> _What is asked_: Reproduce the data below verbatim, from the line containing "Could you point to every instance of the shredded" through the end of the data, both ends included, and omit the pictures.

> _Supplied entries_:
#####
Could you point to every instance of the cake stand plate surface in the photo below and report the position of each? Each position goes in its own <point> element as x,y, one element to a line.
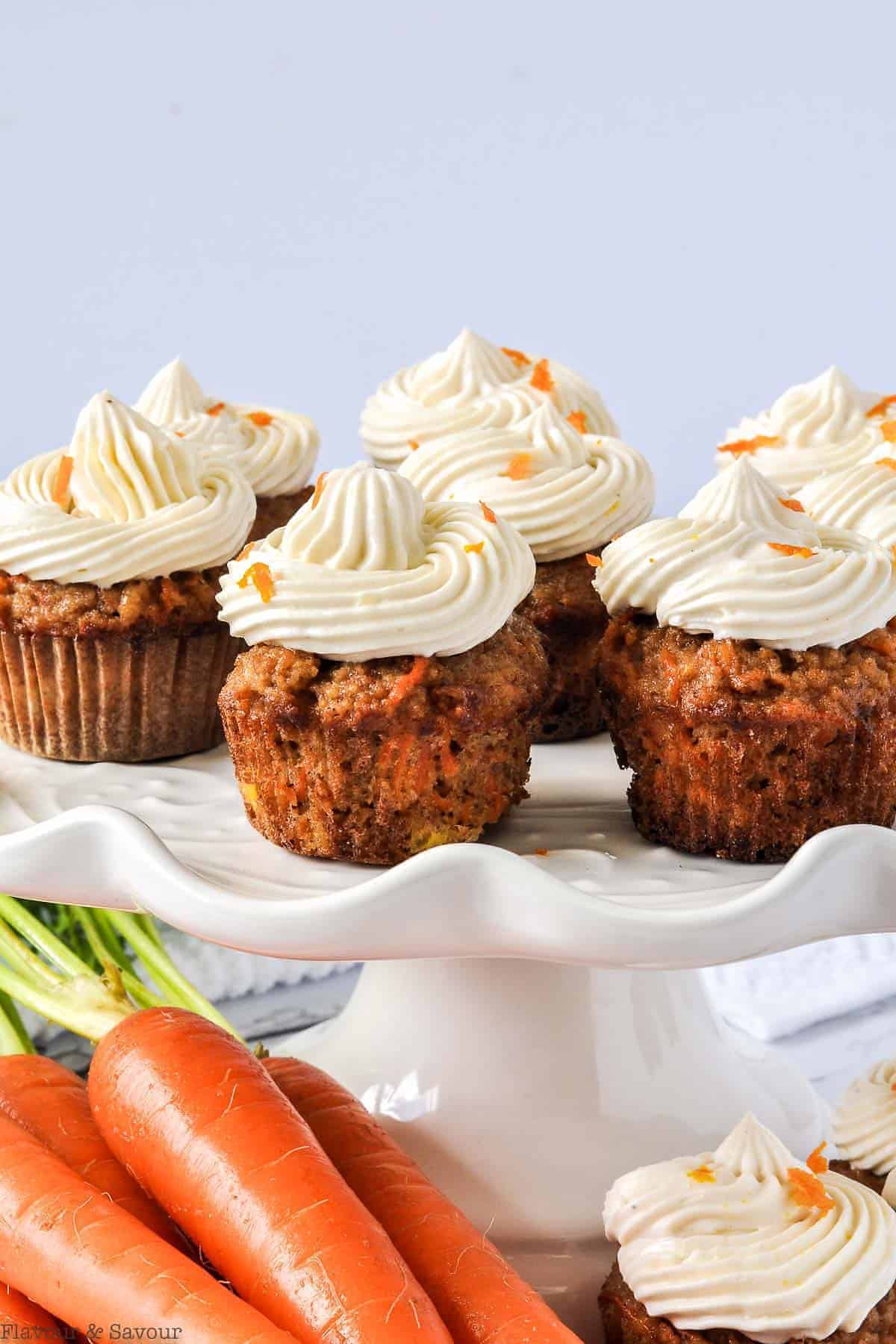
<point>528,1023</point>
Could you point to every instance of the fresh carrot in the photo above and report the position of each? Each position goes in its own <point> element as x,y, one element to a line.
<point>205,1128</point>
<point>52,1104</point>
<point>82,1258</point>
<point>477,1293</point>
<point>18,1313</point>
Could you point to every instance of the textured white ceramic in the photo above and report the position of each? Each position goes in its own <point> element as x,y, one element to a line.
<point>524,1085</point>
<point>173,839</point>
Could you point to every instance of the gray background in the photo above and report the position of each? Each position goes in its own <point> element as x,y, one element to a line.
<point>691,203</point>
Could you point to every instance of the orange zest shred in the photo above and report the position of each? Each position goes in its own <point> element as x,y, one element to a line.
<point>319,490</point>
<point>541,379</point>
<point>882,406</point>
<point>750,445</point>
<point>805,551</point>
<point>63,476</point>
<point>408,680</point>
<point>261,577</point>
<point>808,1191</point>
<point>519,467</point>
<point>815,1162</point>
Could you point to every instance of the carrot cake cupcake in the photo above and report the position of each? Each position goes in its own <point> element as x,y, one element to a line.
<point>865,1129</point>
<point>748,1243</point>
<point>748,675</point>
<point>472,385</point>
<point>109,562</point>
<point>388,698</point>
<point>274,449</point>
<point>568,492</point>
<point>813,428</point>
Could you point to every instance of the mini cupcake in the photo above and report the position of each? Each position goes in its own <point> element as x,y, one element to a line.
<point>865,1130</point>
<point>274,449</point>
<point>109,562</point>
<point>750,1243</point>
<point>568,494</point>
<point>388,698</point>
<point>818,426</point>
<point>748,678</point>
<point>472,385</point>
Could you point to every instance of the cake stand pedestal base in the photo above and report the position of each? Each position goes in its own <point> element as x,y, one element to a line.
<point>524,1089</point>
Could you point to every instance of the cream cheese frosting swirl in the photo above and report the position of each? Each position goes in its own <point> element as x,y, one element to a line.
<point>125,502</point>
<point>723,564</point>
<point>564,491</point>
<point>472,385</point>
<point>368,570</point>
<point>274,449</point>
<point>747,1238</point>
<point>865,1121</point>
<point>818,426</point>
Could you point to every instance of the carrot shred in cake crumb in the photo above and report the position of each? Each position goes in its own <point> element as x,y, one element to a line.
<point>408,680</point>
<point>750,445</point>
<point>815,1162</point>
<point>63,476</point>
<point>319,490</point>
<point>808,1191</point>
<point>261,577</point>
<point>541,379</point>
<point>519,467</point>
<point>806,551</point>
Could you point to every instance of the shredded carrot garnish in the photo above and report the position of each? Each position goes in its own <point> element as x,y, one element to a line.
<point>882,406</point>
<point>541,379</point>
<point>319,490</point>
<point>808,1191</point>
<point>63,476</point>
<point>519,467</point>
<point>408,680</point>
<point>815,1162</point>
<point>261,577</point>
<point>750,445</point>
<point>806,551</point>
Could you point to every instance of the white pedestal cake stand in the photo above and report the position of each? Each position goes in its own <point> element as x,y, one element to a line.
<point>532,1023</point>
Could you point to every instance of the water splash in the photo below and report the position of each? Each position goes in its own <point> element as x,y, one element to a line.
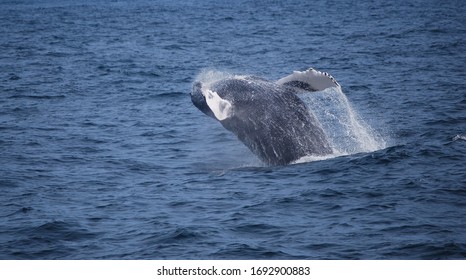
#####
> _Task result_:
Could you point to every instance of the shredded carrot garnish in the photo above and report the position of each? Each position goes in its own <point> element as x,y, one element to a line.
<point>882,406</point>
<point>541,379</point>
<point>319,490</point>
<point>808,1191</point>
<point>63,476</point>
<point>519,467</point>
<point>408,680</point>
<point>815,1162</point>
<point>261,577</point>
<point>750,445</point>
<point>806,551</point>
Could you point to every instance of the white pedestal cake stand in the photo above and report the position of each? Each position goes in its own <point> element as x,y, one element to a line.
<point>532,1023</point>
Could you point to every instance of the water splash in the photo below and report the position of each? Each position goes in its own <point> element as x,y, one element to a line.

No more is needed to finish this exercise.